>>>
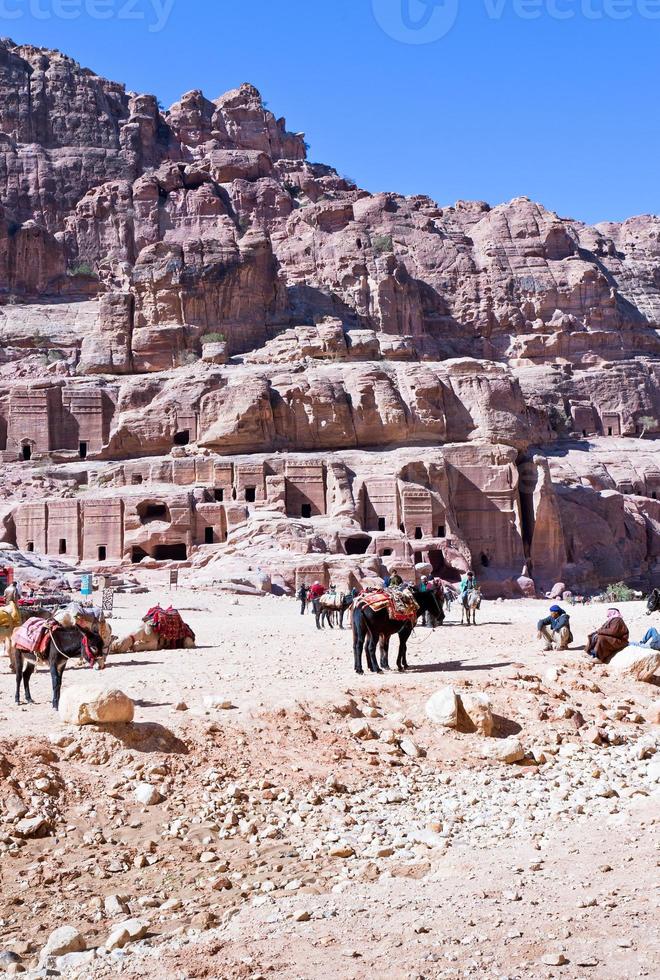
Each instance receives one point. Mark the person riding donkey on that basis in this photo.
(556, 629)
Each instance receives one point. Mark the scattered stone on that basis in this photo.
(478, 712)
(508, 750)
(218, 702)
(360, 728)
(442, 708)
(639, 663)
(33, 827)
(147, 795)
(115, 906)
(82, 706)
(64, 940)
(409, 748)
(554, 959)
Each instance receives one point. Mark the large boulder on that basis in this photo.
(639, 663)
(442, 708)
(477, 714)
(84, 706)
(64, 940)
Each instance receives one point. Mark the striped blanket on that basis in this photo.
(167, 623)
(34, 635)
(400, 605)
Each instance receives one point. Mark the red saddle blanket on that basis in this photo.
(34, 635)
(170, 626)
(401, 607)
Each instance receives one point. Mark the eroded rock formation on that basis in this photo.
(214, 349)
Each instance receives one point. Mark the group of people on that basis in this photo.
(306, 595)
(603, 644)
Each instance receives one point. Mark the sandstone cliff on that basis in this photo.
(215, 349)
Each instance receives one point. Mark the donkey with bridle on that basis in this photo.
(375, 627)
(333, 606)
(470, 602)
(64, 645)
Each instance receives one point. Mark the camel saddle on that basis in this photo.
(400, 605)
(169, 625)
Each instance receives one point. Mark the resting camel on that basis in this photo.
(146, 640)
(470, 602)
(64, 645)
(376, 627)
(334, 604)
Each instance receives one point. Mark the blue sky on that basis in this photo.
(553, 99)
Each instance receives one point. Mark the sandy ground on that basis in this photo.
(454, 866)
(262, 654)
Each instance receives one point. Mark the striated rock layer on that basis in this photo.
(215, 350)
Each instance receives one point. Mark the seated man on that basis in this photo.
(556, 629)
(611, 638)
(651, 640)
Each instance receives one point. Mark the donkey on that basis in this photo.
(376, 628)
(470, 602)
(333, 607)
(64, 645)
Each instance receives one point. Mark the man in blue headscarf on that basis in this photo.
(555, 629)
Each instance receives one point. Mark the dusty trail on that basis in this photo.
(285, 844)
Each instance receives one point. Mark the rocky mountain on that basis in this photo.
(215, 350)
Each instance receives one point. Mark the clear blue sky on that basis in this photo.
(564, 111)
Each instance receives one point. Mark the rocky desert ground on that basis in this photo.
(270, 813)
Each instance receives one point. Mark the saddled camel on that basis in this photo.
(148, 639)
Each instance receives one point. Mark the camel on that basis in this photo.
(376, 627)
(470, 602)
(147, 639)
(64, 645)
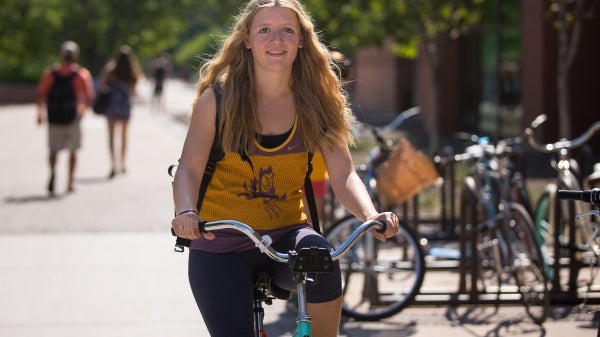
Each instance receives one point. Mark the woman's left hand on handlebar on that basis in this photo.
(391, 225)
(186, 226)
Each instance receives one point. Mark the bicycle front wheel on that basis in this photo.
(528, 263)
(379, 279)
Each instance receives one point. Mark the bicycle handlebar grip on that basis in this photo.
(383, 227)
(591, 196)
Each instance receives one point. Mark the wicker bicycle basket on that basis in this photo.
(406, 173)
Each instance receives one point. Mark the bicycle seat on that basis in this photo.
(265, 290)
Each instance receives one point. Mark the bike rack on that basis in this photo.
(467, 291)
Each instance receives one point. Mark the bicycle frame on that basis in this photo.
(560, 213)
(300, 265)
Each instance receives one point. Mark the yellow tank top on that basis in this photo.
(263, 190)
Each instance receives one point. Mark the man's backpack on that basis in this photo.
(61, 102)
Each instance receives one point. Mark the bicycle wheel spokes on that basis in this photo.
(380, 279)
(528, 264)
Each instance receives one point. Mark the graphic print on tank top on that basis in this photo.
(264, 187)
<<<
### Problem statement
Arrange the lines of the listing as a JSON list of strings, one string per line, covering everything from the line containing "Each instance receives one point. Mark the bike" down to the end of the listing. Include both ends and leave out any blank lines.

### Task solution
[
  "Each instance receives one point. Mark the bike rack on that basis in this photo.",
  "(467, 291)",
  "Each instance receives one point. Mark the bicycle frame on that basis in this photo.",
  "(560, 213)",
  "(300, 265)",
  "Each instance receives one point. Mark the yellow tank top on that basis in this photo.",
  "(263, 190)",
  "Each instance receives one point. Mark the man's backpack on that basis in this photo.",
  "(61, 102)",
  "Each instance receives one point. Mark the bicycle wheel spokes on that basis in this photo.",
  "(380, 279)",
  "(528, 264)",
  "Each instance receives one point. Mark the graphic print on tank top on that basis in this photo.",
  "(264, 187)"
]